++++ Input data ++++

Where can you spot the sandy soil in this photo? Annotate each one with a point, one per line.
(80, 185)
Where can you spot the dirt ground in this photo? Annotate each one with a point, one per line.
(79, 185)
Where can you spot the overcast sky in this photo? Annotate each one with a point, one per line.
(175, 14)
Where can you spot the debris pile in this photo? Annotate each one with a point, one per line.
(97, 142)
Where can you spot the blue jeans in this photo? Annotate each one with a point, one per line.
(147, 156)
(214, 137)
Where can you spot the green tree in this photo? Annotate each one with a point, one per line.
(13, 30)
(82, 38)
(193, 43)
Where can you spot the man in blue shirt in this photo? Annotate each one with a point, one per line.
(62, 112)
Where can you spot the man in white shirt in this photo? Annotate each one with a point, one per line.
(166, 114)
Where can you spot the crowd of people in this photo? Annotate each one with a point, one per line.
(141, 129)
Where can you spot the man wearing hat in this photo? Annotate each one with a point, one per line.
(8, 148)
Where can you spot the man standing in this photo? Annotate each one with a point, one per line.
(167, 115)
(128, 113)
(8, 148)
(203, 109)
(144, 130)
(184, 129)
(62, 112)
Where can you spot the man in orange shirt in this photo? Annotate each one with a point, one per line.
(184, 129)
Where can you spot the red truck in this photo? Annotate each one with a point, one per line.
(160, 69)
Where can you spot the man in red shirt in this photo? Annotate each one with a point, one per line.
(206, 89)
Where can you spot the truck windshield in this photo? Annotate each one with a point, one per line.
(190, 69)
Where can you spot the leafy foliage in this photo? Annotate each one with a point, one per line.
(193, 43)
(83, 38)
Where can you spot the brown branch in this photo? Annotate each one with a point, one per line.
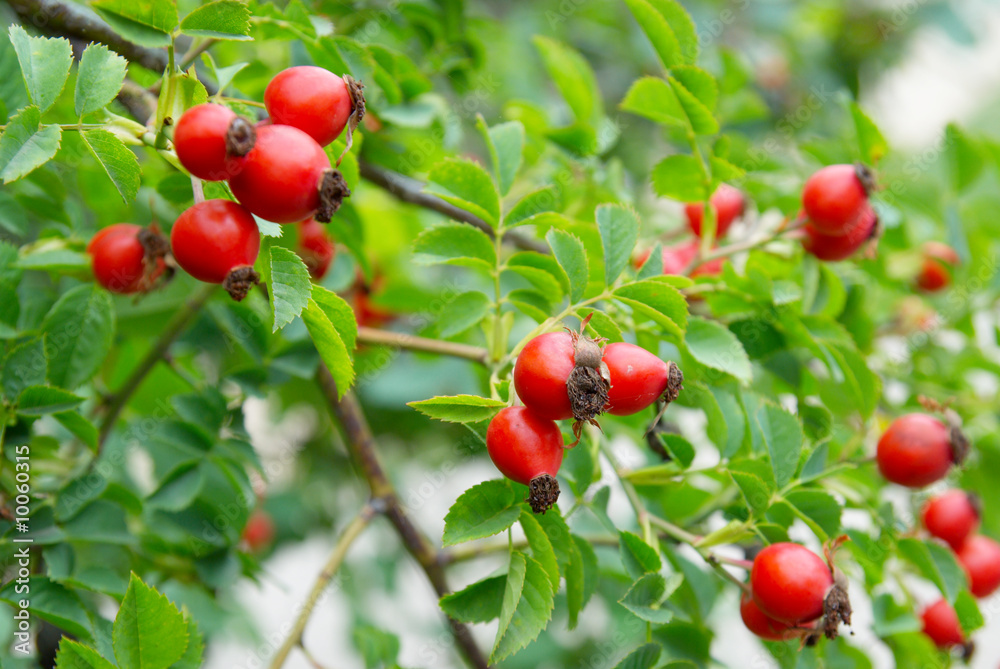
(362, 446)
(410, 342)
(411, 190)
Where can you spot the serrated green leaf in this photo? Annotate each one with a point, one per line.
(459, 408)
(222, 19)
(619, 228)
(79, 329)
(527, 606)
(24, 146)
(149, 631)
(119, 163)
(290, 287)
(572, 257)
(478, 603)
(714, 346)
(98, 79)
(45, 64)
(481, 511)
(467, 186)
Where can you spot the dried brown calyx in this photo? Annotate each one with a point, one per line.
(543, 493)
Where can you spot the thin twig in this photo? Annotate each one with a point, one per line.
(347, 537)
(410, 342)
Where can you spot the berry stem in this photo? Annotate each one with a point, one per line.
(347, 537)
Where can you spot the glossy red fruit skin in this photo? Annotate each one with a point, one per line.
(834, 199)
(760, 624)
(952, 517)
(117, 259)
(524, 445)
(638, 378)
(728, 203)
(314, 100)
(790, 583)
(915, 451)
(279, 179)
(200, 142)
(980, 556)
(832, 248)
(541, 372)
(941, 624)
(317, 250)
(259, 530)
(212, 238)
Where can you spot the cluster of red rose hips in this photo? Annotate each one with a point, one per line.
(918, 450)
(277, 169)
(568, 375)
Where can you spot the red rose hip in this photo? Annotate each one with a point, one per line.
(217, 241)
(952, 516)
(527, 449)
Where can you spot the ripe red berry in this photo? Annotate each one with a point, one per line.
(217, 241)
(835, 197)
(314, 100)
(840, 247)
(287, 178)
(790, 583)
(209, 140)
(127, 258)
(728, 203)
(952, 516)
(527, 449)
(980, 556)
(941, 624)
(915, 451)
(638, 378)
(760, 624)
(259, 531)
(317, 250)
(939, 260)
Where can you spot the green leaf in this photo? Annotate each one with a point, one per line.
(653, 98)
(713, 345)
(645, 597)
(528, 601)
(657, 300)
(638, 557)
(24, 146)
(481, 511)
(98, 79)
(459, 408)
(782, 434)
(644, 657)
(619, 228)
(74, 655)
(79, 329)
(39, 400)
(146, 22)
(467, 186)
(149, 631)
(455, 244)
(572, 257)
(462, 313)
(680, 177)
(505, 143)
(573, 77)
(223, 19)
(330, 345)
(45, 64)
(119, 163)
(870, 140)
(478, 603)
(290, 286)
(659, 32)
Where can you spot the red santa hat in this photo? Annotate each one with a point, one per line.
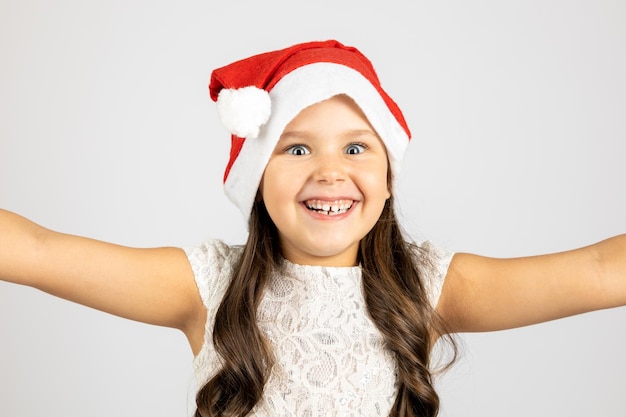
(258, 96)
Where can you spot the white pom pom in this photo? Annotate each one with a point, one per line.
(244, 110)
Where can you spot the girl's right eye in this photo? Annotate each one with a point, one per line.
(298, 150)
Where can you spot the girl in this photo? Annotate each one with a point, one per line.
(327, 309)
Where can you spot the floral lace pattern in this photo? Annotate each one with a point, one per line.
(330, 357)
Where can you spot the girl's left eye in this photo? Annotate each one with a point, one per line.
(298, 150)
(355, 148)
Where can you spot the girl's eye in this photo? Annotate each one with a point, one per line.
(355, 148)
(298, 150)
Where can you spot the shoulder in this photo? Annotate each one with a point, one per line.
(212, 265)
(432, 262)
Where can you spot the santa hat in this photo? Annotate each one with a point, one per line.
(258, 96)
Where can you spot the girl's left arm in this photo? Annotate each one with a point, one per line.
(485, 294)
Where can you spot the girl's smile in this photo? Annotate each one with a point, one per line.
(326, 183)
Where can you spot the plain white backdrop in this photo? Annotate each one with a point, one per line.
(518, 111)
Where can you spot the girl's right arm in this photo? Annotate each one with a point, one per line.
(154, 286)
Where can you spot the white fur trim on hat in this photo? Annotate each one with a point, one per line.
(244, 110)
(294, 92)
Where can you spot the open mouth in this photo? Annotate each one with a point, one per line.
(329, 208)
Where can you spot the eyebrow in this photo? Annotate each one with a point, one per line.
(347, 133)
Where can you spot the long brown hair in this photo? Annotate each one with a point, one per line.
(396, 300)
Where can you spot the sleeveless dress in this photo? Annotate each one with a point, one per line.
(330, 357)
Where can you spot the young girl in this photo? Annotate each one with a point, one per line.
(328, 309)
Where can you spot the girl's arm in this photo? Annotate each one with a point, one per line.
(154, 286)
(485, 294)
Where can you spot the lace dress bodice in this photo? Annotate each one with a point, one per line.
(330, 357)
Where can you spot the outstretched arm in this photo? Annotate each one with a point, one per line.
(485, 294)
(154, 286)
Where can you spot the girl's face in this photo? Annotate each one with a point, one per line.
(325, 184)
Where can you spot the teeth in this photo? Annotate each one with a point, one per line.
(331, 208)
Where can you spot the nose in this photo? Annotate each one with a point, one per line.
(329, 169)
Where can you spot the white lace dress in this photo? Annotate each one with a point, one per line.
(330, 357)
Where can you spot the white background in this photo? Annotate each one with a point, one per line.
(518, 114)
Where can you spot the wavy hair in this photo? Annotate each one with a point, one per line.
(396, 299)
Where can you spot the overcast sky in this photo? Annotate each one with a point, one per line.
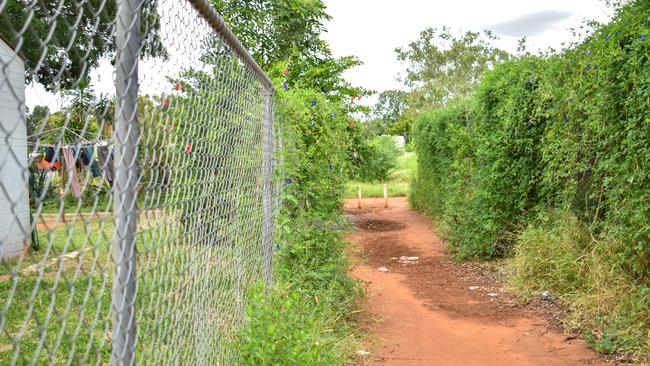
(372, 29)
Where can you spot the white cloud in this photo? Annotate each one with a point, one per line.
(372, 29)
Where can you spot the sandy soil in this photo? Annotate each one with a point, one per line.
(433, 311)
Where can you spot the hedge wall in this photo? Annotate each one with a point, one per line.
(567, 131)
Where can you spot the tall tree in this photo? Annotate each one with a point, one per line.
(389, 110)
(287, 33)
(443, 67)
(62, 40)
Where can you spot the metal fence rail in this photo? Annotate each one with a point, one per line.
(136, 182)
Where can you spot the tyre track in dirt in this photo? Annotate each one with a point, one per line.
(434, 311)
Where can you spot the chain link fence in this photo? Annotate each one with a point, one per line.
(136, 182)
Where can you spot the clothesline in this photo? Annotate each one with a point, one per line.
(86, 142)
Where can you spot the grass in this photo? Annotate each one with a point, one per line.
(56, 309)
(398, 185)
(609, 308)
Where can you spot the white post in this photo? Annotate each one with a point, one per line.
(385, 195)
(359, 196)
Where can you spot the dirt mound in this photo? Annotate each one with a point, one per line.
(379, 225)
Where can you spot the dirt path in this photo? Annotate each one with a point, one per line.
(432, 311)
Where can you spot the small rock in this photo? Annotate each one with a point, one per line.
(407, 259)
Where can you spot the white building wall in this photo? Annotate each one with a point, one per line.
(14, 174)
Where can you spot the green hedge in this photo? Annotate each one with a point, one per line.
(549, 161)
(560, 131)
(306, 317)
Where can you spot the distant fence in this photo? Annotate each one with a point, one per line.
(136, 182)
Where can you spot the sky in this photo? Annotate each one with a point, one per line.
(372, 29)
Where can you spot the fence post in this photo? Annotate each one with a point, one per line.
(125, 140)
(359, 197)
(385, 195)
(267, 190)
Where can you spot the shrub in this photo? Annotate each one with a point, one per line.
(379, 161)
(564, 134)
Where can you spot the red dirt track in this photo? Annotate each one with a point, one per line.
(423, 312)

++++
++++ Input data ++++

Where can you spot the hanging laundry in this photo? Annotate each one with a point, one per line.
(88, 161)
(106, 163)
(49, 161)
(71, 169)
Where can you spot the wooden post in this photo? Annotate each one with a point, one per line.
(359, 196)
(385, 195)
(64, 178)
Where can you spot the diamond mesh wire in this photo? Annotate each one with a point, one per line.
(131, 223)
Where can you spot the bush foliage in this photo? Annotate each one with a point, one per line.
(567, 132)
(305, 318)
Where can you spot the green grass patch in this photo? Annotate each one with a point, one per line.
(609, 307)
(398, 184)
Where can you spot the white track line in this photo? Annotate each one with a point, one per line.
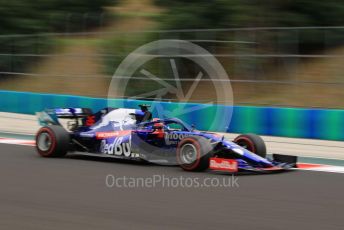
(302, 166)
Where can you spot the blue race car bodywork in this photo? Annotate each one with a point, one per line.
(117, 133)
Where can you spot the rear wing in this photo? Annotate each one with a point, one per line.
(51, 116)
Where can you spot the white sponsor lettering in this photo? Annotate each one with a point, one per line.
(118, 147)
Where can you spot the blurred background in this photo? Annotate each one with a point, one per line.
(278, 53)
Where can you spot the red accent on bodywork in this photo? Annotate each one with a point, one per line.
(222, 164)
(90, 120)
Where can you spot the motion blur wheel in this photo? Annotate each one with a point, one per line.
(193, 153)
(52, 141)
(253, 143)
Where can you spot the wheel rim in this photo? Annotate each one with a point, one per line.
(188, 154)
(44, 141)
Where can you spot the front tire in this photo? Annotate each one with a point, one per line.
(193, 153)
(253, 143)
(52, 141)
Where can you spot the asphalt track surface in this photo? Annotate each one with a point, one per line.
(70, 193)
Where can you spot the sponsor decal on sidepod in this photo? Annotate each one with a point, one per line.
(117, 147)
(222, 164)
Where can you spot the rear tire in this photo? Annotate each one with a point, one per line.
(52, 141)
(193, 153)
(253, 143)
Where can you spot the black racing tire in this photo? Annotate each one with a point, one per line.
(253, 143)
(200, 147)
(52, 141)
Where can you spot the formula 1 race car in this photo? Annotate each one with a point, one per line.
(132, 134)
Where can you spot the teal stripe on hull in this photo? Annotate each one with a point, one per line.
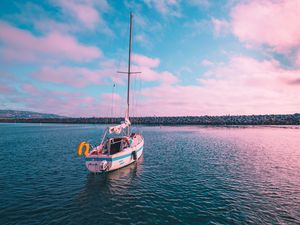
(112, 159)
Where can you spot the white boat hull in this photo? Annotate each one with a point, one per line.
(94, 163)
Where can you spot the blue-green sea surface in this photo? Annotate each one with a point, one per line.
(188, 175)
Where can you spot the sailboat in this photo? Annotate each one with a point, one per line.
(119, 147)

++++
++++ Input data ++++

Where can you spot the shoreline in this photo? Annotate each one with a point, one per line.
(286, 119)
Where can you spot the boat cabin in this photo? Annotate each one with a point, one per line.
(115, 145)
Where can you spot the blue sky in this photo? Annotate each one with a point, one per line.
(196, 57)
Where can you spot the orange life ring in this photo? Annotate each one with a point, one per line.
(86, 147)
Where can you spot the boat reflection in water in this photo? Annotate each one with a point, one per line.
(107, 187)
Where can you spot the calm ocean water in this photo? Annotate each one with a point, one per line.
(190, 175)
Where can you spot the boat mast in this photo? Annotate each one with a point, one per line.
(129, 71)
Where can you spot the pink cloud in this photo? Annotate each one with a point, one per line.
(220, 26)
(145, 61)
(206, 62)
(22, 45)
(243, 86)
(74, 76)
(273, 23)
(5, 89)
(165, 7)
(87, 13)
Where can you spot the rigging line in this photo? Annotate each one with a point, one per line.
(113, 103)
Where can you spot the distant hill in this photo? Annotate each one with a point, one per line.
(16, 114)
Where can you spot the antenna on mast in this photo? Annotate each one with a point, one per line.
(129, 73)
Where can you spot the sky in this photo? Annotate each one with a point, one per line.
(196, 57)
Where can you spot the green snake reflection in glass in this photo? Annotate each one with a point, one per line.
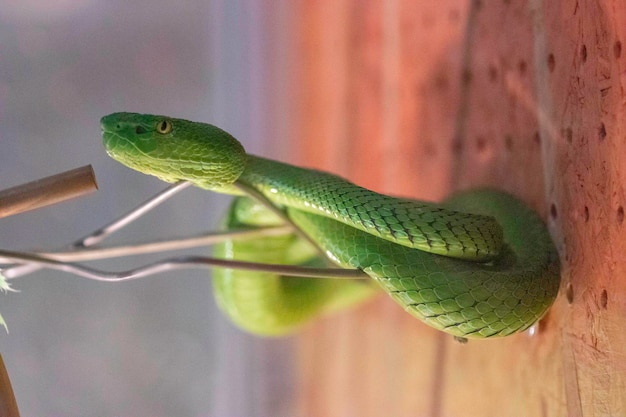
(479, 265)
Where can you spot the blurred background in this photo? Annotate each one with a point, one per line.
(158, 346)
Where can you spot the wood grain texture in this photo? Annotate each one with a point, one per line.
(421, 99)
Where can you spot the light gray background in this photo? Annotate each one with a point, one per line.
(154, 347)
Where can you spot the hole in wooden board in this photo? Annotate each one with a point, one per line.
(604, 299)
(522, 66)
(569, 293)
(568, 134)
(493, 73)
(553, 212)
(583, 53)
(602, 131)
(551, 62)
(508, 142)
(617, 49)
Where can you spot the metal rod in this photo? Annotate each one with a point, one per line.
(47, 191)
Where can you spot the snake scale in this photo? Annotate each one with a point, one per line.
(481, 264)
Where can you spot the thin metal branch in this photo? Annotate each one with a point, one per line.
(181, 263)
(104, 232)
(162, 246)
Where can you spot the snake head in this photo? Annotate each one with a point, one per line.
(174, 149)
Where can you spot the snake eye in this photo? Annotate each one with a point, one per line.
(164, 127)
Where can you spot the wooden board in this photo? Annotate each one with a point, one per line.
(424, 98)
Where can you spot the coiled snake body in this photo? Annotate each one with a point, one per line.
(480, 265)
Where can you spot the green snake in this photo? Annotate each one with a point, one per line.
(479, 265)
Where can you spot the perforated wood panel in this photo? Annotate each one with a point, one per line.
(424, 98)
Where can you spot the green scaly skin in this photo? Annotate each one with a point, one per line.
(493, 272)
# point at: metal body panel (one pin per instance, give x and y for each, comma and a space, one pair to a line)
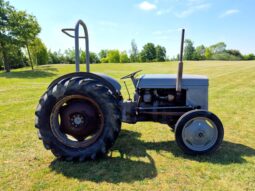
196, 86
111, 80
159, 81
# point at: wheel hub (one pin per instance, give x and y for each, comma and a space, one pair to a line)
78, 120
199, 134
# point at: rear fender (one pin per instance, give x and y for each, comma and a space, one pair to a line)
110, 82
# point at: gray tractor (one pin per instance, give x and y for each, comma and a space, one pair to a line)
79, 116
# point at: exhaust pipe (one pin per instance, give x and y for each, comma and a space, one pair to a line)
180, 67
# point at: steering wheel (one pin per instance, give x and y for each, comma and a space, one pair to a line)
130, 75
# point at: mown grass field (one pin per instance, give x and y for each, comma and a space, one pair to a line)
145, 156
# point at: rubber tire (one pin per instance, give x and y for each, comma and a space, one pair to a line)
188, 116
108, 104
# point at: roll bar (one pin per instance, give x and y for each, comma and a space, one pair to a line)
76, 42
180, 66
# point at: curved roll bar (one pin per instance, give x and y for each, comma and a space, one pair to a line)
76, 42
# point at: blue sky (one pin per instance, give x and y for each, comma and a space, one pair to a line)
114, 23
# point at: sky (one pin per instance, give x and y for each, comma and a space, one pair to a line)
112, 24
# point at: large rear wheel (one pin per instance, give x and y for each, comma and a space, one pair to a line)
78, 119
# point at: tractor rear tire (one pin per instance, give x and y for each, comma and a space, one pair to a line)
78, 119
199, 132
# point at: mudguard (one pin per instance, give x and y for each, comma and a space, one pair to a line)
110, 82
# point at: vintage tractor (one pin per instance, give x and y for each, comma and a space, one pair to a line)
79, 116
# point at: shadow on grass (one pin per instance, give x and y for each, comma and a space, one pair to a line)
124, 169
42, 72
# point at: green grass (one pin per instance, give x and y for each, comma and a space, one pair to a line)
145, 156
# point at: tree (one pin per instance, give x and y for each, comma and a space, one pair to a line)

++++

▸ **Required work**:
Format the data as a numbered list, beginning with the line containing "# point at: mudguard" and continuing through the line containing "# point at: tree", with blank lines omitted.

▸ **Finished answer**:
1. # point at: mudguard (one pin per instance, give x and y for each, comma and a space, one pair to a line)
2. 110, 82
3. # point at: vintage tractor (one pin per instance, give x and y for each, comma and a space, one pair to a line)
4. 79, 116
5. # point at: shadow on grass (one pin per instance, give x and y for each, comma and a space, one pair to a line)
6. 124, 169
7. 42, 72
8. # point at: green grass (one pin per instance, give x and y for each, comma and a space, one pair to a line)
9. 145, 156
10. # point at: tree (one pin per instance, give x and y for each, comma and a space, one pair to a line)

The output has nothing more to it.